● To-do item
Lay out every line of the data below as a Markdown table with the columns "No." and "Text", numbering the rows in order and omitting blank lines.

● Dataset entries
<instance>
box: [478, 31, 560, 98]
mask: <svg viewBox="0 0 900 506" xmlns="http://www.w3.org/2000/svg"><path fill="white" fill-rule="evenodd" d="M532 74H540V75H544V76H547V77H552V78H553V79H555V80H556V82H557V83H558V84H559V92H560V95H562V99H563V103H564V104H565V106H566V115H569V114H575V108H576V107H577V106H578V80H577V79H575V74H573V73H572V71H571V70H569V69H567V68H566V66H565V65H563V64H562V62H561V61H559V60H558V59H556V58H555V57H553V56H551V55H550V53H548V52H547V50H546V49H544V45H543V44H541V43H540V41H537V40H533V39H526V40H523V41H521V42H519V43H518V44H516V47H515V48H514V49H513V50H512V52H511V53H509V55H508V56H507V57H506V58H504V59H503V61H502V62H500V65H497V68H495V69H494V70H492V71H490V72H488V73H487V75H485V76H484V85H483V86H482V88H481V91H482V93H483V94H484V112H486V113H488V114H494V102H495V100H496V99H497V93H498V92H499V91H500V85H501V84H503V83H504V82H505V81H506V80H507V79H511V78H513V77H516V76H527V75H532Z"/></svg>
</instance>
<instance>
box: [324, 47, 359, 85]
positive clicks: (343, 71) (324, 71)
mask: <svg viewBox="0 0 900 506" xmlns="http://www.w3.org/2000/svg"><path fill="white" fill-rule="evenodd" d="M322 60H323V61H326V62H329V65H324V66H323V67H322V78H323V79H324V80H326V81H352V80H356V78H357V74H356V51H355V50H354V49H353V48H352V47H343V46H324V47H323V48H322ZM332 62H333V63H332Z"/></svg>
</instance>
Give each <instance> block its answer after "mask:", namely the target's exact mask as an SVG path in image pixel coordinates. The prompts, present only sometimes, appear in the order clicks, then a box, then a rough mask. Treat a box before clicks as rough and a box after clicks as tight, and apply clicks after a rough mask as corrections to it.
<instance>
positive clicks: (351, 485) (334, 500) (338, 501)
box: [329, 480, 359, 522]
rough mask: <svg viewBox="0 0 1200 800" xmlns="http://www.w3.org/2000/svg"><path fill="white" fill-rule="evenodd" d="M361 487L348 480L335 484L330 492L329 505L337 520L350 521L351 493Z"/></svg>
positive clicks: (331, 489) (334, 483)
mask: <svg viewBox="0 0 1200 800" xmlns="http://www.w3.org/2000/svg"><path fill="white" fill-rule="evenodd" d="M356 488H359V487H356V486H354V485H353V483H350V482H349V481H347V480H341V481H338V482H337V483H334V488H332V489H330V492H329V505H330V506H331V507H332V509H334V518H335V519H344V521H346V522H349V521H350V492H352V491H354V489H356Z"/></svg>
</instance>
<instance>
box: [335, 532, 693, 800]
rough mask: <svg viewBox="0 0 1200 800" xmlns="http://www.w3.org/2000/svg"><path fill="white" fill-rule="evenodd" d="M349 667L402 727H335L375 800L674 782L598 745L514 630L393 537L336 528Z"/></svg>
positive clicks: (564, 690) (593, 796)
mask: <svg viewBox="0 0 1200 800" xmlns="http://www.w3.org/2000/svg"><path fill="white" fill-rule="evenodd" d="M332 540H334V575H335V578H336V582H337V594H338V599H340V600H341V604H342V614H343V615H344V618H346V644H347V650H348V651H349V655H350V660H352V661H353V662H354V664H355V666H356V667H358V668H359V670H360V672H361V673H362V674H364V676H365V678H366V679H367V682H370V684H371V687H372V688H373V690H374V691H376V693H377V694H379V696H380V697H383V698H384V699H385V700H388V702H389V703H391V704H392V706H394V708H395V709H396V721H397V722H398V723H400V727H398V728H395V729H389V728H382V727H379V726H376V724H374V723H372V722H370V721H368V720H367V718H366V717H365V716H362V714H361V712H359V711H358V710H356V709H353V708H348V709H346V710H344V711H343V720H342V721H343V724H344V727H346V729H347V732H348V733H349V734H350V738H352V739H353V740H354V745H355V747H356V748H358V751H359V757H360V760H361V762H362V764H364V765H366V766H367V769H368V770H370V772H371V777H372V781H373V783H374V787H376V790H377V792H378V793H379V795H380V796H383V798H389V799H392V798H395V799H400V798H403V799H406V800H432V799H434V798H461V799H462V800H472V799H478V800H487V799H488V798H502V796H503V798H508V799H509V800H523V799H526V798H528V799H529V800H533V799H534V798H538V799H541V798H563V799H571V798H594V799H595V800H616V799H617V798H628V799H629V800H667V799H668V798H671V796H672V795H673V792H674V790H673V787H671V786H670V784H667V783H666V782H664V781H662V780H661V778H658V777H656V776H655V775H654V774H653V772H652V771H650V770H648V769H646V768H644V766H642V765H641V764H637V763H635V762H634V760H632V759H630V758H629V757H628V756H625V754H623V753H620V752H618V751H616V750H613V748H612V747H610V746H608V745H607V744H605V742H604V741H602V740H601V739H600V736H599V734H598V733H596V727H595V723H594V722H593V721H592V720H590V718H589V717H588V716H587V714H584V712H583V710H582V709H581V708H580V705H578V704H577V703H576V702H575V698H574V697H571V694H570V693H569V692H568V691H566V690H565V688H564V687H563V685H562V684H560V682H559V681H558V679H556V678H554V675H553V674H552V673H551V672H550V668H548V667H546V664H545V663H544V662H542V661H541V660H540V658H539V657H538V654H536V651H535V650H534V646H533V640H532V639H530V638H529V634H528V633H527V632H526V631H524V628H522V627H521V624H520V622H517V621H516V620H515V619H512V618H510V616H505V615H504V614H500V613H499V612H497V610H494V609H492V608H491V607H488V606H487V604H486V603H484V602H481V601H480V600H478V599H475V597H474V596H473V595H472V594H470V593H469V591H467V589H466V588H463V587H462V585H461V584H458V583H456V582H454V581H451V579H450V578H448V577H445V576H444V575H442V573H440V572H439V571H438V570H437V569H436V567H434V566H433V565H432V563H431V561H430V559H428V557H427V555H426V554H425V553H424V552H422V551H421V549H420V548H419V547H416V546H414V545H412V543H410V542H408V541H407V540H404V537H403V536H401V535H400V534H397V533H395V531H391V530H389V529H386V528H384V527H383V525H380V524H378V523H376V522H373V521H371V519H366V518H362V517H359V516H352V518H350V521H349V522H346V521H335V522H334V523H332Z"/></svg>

● Response
| No. | Text |
|---|---|
| 1 | <instance> |
| 2 | box: [478, 31, 560, 98] |
| 3 | mask: <svg viewBox="0 0 900 506" xmlns="http://www.w3.org/2000/svg"><path fill="white" fill-rule="evenodd" d="M532 74H540V75H544V76H547V77H552V78H553V79H555V80H556V82H557V83H558V84H559V92H560V95H562V99H563V103H564V104H565V106H566V115H569V114H575V108H576V107H577V106H578V80H577V79H575V74H573V73H572V71H571V70H569V69H567V68H566V66H565V65H563V64H562V62H561V61H559V60H558V59H556V58H555V57H553V56H551V55H550V53H548V52H547V50H546V49H544V45H543V44H541V43H540V41H537V40H533V39H526V40H523V41H521V42H519V43H518V44H516V47H515V48H514V49H513V50H512V52H511V53H509V55H508V56H507V57H506V58H504V59H503V61H502V62H500V65H497V68H495V69H494V70H492V71H490V72H488V73H487V75H485V76H484V85H483V86H482V88H481V91H482V93H483V94H484V112H486V113H488V114H494V102H495V100H496V99H497V93H498V92H499V91H500V85H501V84H503V83H504V82H505V81H506V80H507V79H511V78H513V77H516V76H527V75H532Z"/></svg> |
| 4 | </instance> |
| 5 | <instance> |
| 6 | box: [324, 47, 359, 85] |
| 7 | positive clicks: (343, 71) (324, 71) |
| 8 | mask: <svg viewBox="0 0 900 506" xmlns="http://www.w3.org/2000/svg"><path fill="white" fill-rule="evenodd" d="M322 60H323V61H326V62H329V65H324V66H323V67H322V78H323V79H324V80H326V81H352V80H356V78H357V74H356V51H355V50H354V49H353V48H352V47H343V46H324V47H323V48H322ZM332 62H333V63H332Z"/></svg> |
| 9 | </instance> |
| 10 | Give each <instance> block its answer after "mask:", namely the target's exact mask as an SVG path in image pixel coordinates. The prompts, present only sometimes, appear in the order clicks, then a box, then a rough mask. Treat a box before clicks as rough and a box after clicks as tight, and apply clicks after a rough mask as corrections to it. |
| 11 | <instance> |
| 12 | positive clicks: (351, 485) (334, 500) (338, 501) |
| 13 | box: [329, 480, 359, 522] |
| 14 | rough mask: <svg viewBox="0 0 1200 800" xmlns="http://www.w3.org/2000/svg"><path fill="white" fill-rule="evenodd" d="M361 487L348 480L335 484L330 492L329 505L337 520L350 521L351 493Z"/></svg> |
| 15 | positive clicks: (331, 489) (334, 483) |
| 16 | mask: <svg viewBox="0 0 1200 800" xmlns="http://www.w3.org/2000/svg"><path fill="white" fill-rule="evenodd" d="M356 488H359V487H356V486H354V485H353V483H350V482H349V481H347V480H341V481H338V482H337V483H334V488H332V489H330V492H329V505H330V506H331V507H332V509H334V518H335V519H344V521H346V522H349V521H350V492H352V491H354V489H356Z"/></svg> |
| 17 | </instance> |
| 18 | <instance> |
| 19 | box: [335, 532, 693, 800] |
| 20 | rough mask: <svg viewBox="0 0 1200 800" xmlns="http://www.w3.org/2000/svg"><path fill="white" fill-rule="evenodd" d="M349 667L402 727H335L375 800L674 782L598 745L514 630L393 537L336 528Z"/></svg> |
| 21 | positive clicks: (564, 690) (593, 796) |
| 22 | mask: <svg viewBox="0 0 1200 800" xmlns="http://www.w3.org/2000/svg"><path fill="white" fill-rule="evenodd" d="M332 540H334V575H335V578H336V582H337V594H338V599H340V600H341V604H342V614H343V615H344V618H346V644H347V650H348V651H349V655H350V660H352V661H353V662H354V664H355V666H356V667H358V668H359V670H360V672H361V673H362V674H364V676H365V678H366V679H367V682H370V684H371V687H372V688H373V690H374V691H376V693H377V694H379V696H380V697H383V698H384V699H385V700H388V702H389V703H391V704H392V706H394V708H395V709H396V721H397V722H398V723H400V727H398V728H395V729H389V728H382V727H379V726H376V724H374V723H372V722H370V721H368V720H367V718H366V717H365V716H362V714H361V712H359V711H358V710H356V709H353V708H348V709H346V710H344V711H343V720H342V721H343V724H344V727H346V729H347V732H348V733H349V734H350V738H352V739H353V740H354V745H355V747H356V748H358V751H359V757H360V760H361V762H362V764H364V765H366V766H367V769H368V770H370V772H371V777H372V781H373V783H374V787H376V790H377V792H378V793H379V795H380V796H383V798H389V799H392V798H395V799H400V798H403V799H406V800H432V799H434V798H461V799H462V800H472V799H478V800H487V799H488V798H502V796H503V798H508V799H509V800H523V799H526V798H528V799H529V800H533V799H534V798H538V799H541V798H563V799H571V798H594V799H595V800H616V799H617V798H628V799H629V800H667V799H668V798H671V796H672V795H673V792H674V790H673V787H671V786H670V784H667V783H666V782H664V781H662V780H661V778H658V777H656V776H655V775H654V774H653V772H652V771H650V770H648V769H646V768H644V766H642V765H641V764H637V763H635V762H634V760H632V759H630V758H629V757H628V756H625V754H623V753H620V752H618V751H616V750H613V748H612V747H610V746H608V745H607V744H605V742H604V741H602V740H601V739H600V736H599V734H598V733H596V727H595V723H594V722H593V721H592V720H590V718H589V717H588V716H587V714H584V712H583V710H582V709H581V708H580V705H578V704H577V703H576V702H575V698H574V697H571V694H570V693H569V692H568V691H566V690H565V688H564V687H563V685H562V684H560V682H559V681H558V679H556V678H554V675H553V674H552V673H551V672H550V668H548V667H546V664H545V663H544V662H542V661H541V660H540V658H539V657H538V654H536V651H535V650H534V646H533V640H532V639H530V638H529V634H528V633H527V632H526V631H524V628H522V627H521V624H520V622H517V621H516V620H515V619H512V618H510V616H505V615H504V614H500V613H499V612H497V610H494V609H492V608H491V607H488V606H487V604H486V603H484V602H481V601H480V600H478V599H475V597H474V596H473V595H472V594H470V593H469V591H467V589H466V588H463V587H462V585H461V584H458V583H456V582H454V581H451V579H450V578H448V577H445V576H444V575H442V573H440V572H439V571H438V570H437V569H436V567H434V566H433V565H432V563H431V561H430V559H428V557H427V555H426V554H425V553H424V552H422V551H421V549H420V548H419V547H416V546H414V545H412V543H410V542H408V541H407V540H404V537H403V536H401V535H400V534H397V533H395V531H391V530H389V529H386V528H384V527H383V525H380V524H378V523H376V522H373V521H371V519H366V518H362V517H359V516H352V518H350V521H349V522H346V521H335V522H334V523H332Z"/></svg> |